ConvE icon indicating copy to clipboard operation
ConvE copied to clipboard

About the activation function

Open HammerWang98 opened this issue 2 years ago • 2 comments

Hello , Tim. Have u experimented that replacing the sigmoid with softmax in the logits layer? I tried to run your code, but I found that I got a lower MRR score than the result your paper with sigmoid. When I changed it to softmax, I got a higher MRR score than u. I want to cite your paper in our experiments, could u tell me how to address this problem and use your result as our base. Thank u, looking forward to your reply.

HammerWang98 avatar May 19 '22 08:05 HammerWang98

Hi This is a multi-label classification, therefore, it should be sigmoid. Sometimes you have to predict 30 classes in logits. If you are interested, use focal loss or its new version (ICLR 2022) version to enhance the result. @TimDettmers might agree with me.

- EXERCISE A -
Return every line of the records that includes the string "positive".
The thread above has no connection to the records that follow it.

- DATASET EXTRACT -
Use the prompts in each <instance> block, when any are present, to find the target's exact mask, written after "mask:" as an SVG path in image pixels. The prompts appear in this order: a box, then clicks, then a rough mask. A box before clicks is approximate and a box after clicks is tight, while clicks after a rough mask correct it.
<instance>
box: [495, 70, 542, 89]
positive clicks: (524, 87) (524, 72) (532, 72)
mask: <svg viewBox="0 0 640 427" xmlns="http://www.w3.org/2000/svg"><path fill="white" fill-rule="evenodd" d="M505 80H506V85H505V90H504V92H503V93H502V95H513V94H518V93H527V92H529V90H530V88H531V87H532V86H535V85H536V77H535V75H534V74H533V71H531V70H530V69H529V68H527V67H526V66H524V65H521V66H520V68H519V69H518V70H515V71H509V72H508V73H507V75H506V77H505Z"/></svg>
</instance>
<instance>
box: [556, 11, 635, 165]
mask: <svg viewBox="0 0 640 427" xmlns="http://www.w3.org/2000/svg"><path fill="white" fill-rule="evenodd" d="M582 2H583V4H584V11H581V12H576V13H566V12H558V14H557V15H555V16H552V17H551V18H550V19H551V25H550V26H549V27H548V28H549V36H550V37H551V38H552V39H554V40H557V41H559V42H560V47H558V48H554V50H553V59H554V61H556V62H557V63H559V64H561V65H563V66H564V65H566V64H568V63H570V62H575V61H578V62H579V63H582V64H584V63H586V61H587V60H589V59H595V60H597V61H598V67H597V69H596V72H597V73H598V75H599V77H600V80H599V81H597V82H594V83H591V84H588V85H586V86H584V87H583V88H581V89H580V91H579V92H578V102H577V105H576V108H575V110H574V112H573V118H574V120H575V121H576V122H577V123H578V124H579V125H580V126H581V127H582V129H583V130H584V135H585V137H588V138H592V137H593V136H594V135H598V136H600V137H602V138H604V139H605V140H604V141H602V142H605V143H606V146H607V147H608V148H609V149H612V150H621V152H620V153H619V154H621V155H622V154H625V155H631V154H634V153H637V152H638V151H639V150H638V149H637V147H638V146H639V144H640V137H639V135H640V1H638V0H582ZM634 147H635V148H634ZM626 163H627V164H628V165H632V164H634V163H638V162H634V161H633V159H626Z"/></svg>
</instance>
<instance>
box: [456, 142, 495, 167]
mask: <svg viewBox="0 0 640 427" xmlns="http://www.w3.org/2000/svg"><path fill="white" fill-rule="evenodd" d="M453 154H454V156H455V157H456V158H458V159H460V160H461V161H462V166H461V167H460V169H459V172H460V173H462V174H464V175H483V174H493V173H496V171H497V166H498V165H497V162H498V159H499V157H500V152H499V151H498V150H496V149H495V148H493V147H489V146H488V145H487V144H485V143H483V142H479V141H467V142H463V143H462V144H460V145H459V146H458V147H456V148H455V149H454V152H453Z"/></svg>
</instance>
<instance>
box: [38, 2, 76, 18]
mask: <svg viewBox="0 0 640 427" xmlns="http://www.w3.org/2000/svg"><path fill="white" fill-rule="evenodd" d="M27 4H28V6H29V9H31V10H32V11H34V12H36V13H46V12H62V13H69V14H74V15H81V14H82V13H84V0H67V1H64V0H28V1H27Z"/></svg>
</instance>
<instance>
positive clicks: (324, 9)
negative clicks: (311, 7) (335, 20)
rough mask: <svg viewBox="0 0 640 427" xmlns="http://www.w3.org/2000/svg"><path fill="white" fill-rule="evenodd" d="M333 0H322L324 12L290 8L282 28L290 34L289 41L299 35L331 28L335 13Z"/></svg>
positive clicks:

- EXERCISE B -
Reproduce word for word the stretch of the thread from "ConvE icon indicating" through "agree with me.".

- WORKED SOLUTION A -
positive clicks: (524, 87) (524, 72) (532, 72)
positive clicks: (324, 9)
positive clicks:

- WORKED SOLUTION B -
ConvE icon indicating copy to clipboard operation
ConvE copied to clipboard

About the activation function

Open HammerWang98 opened this issue 2 years ago • 2 comments

Hello , Tim. Have u experimented that replacing the sigmoid with softmax in the logits layer? I tried to run your code, but I found that I got a lower MRR score than the result your paper with sigmoid. When I changed it to softmax, I got a higher MRR score than u. I want to cite your paper in our experiments, could u tell me how to address this problem and use your result as our base. Thank u, looking forward to your reply.

HammerWang98 avatar May 19 '22 08:05 HammerWang98

Hi This is a multi-label classification, therefore, it should be sigmoid. Sometimes you have to predict 30 classes in logits. If you are interested, use focal loss or its new version (ICLR 2022) version to enhance the result. @TimDettmers might agree with me.